• **WHAT TO DO**
A word-for-word transcription of the data below is required.

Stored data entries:
*** Begin section ***

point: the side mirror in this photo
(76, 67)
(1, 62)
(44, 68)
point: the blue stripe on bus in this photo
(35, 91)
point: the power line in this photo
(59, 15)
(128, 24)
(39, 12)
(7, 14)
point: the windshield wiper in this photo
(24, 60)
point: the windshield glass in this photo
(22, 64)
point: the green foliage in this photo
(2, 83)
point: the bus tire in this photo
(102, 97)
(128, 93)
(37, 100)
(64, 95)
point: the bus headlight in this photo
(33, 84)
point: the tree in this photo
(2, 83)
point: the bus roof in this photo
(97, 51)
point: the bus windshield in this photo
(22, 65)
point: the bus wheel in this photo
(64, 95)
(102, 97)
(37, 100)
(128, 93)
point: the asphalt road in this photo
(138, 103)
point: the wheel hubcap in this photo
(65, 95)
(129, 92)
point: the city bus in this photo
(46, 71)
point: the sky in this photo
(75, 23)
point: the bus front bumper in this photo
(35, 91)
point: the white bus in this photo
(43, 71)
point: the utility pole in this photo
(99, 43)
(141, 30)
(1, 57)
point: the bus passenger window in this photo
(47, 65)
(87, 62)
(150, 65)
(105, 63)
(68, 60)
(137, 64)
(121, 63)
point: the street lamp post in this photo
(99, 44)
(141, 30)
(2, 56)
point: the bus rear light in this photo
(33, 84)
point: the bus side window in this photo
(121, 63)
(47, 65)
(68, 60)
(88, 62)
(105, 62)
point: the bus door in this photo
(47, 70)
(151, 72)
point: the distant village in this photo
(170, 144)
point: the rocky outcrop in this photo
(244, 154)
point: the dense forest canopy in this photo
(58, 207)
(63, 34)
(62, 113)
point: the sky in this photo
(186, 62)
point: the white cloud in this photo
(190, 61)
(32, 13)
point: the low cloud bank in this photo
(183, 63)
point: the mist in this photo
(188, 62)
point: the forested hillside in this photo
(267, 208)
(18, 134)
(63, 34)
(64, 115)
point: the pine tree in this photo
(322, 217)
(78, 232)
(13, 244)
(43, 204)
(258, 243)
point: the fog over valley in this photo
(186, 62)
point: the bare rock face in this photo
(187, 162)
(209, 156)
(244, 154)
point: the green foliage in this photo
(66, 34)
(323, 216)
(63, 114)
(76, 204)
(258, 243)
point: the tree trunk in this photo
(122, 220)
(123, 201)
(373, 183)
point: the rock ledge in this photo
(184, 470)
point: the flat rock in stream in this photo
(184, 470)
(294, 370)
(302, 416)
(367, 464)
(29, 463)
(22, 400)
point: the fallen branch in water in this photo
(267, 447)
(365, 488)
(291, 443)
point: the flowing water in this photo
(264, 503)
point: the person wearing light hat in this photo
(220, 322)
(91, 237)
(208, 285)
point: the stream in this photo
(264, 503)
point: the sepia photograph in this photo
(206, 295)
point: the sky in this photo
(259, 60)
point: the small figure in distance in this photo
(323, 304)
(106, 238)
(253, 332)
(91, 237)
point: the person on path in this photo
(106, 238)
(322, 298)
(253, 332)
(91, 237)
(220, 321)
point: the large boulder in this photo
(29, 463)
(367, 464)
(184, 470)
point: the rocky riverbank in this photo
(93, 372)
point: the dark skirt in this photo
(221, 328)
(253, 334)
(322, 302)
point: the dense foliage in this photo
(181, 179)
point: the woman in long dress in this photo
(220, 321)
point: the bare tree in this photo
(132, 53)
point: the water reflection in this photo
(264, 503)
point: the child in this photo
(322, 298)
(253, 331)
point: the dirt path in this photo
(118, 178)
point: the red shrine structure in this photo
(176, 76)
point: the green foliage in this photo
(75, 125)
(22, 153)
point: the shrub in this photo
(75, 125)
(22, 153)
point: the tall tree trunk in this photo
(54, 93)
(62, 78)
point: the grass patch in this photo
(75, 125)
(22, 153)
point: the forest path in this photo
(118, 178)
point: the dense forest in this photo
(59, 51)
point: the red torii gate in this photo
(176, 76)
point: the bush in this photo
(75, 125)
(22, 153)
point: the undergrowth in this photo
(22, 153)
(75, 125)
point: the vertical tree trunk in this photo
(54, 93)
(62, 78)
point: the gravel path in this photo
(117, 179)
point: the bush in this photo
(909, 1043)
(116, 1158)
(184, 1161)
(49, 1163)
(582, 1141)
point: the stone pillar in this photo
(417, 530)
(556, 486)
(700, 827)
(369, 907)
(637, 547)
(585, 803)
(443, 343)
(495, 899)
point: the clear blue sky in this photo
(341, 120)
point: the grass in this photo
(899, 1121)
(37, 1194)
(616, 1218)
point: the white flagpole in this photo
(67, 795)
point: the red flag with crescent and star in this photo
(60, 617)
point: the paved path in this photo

*** End section ***

• **ANSWER SECTION**
point: the side mirror in this photo
(76, 67)
(1, 62)
(44, 68)
point: the blue stripe on bus in this photo
(35, 91)
point: the power line in this photo
(59, 15)
(128, 24)
(39, 12)
(7, 14)
point: the windshield wiper in this photo
(24, 60)
point: the windshield glass in this photo
(22, 64)
point: the green foliage in this photo
(2, 83)
point: the bus tire in this photo
(102, 97)
(128, 93)
(37, 100)
(64, 95)
point: the bus headlight in this photo
(33, 84)
point: the tree in this photo
(2, 83)
point: the bus roof in this photo
(97, 51)
point: the bus windshield in this photo
(22, 65)
point: the bus wheel in this photo
(64, 95)
(102, 97)
(37, 100)
(128, 93)
point: the asphalt road in this photo
(138, 103)
point: the wheel hubcap in this photo
(65, 95)
(129, 92)
point: the city bus in this photo
(46, 71)
point: the sky in this photo
(75, 23)
point: the bus front bumper in this photo
(35, 91)
point: the white bus in this photo
(43, 71)
point: the utility pole in this photo
(99, 43)
(141, 30)
(1, 57)
point: the bus passenger window in this photo
(47, 65)
(87, 62)
(150, 65)
(105, 63)
(68, 60)
(137, 64)
(121, 63)
point: the street lamp post in this photo
(99, 44)
(141, 30)
(2, 56)
point: the bus rear light in this photo
(33, 84)
point: the bus side window in this photo
(121, 63)
(47, 65)
(68, 60)
(88, 62)
(105, 62)
point: the bus door in this photo
(47, 70)
(151, 72)
point: the distant village in this photo
(170, 144)
point: the rocky outcrop in this photo
(244, 154)
point: the dense forest canopy in this photo
(58, 207)
(63, 34)
(62, 113)
point: the sky in this photo
(186, 62)
point: the white cloud in this photo
(190, 61)
(32, 13)
point: the low cloud bank in this photo
(183, 63)
point: the mist in this photo
(188, 62)
point: the forested hillside in this photo
(267, 208)
(18, 134)
(63, 34)
(64, 115)
point: the pine tree in this photo
(322, 217)
(78, 232)
(13, 244)
(43, 204)
(258, 243)
point: the fog over valley in this photo
(186, 62)
point: the bare rock face in this photo
(187, 162)
(209, 156)
(244, 154)
point: the green foliage in this photo
(66, 34)
(323, 216)
(63, 114)
(76, 204)
(258, 243)
point: the tree trunk in this photo
(122, 220)
(123, 201)
(373, 183)
point: the rock ledge in this photo
(184, 470)
point: the flat rock in stream in this photo
(184, 470)
(294, 370)
(302, 416)
(367, 464)
(29, 463)
(22, 400)
point: the fallen branch in water in this photo
(267, 447)
(365, 488)
(291, 443)
point: the flowing water in this photo
(264, 503)
point: the person wearing light hat in this photo
(220, 322)
(91, 237)
(208, 285)
point: the stream in this photo
(264, 503)
point: the sepia photograph in this photo
(206, 295)
point: the sky in this photo
(259, 60)
point: the small figure in distance in this photo
(323, 304)
(106, 238)
(253, 332)
(91, 237)
point: the person on path in this photo
(106, 238)
(322, 298)
(253, 332)
(91, 237)
(220, 321)
point: the large boulder in this photo
(29, 463)
(367, 464)
(184, 470)
point: the rocky riverbank in this photo
(93, 372)
point: the dark skirt in this photo
(221, 328)
(253, 334)
(322, 302)
point: the dense foliage in this photo
(181, 179)
point: the woman in long dress in this photo
(220, 321)
point: the bare tree in this photo
(132, 53)
point: the water reflection in this photo
(264, 503)
point: the child in this photo
(322, 298)
(253, 331)
point: the dirt path in this photo
(118, 178)
point: the red shrine structure in this photo
(176, 76)
point: the green foliage in this photo
(75, 125)
(22, 153)
point: the shrub in this photo
(75, 125)
(22, 153)
point: the tall tree trunk in this photo
(54, 93)
(62, 78)
point: the grass patch in this photo
(75, 125)
(22, 153)
point: the forest path in this photo
(118, 178)
point: the dense forest in this photo
(59, 51)
point: the red torii gate in this photo
(176, 76)
point: the bush in this photo
(75, 125)
(22, 153)
point: the undergrowth in this photo
(22, 153)
(75, 125)
point: the vertical tree trunk in this photo
(54, 93)
(62, 78)
point: the gravel path in this photo
(117, 179)
point: the bush in this photo
(909, 1043)
(116, 1158)
(184, 1161)
(49, 1163)
(582, 1141)
point: the stone pillar in this photo
(417, 530)
(556, 486)
(700, 827)
(369, 907)
(637, 547)
(585, 803)
(443, 343)
(495, 899)
point: the clear blue sky in this photo
(341, 120)
point: the grass in this photo
(899, 1121)
(37, 1194)
(616, 1218)
point: the white flagpole in this photo
(67, 795)
point: the red flag with crescent and star in this photo
(60, 617)
point: the paved path in this photo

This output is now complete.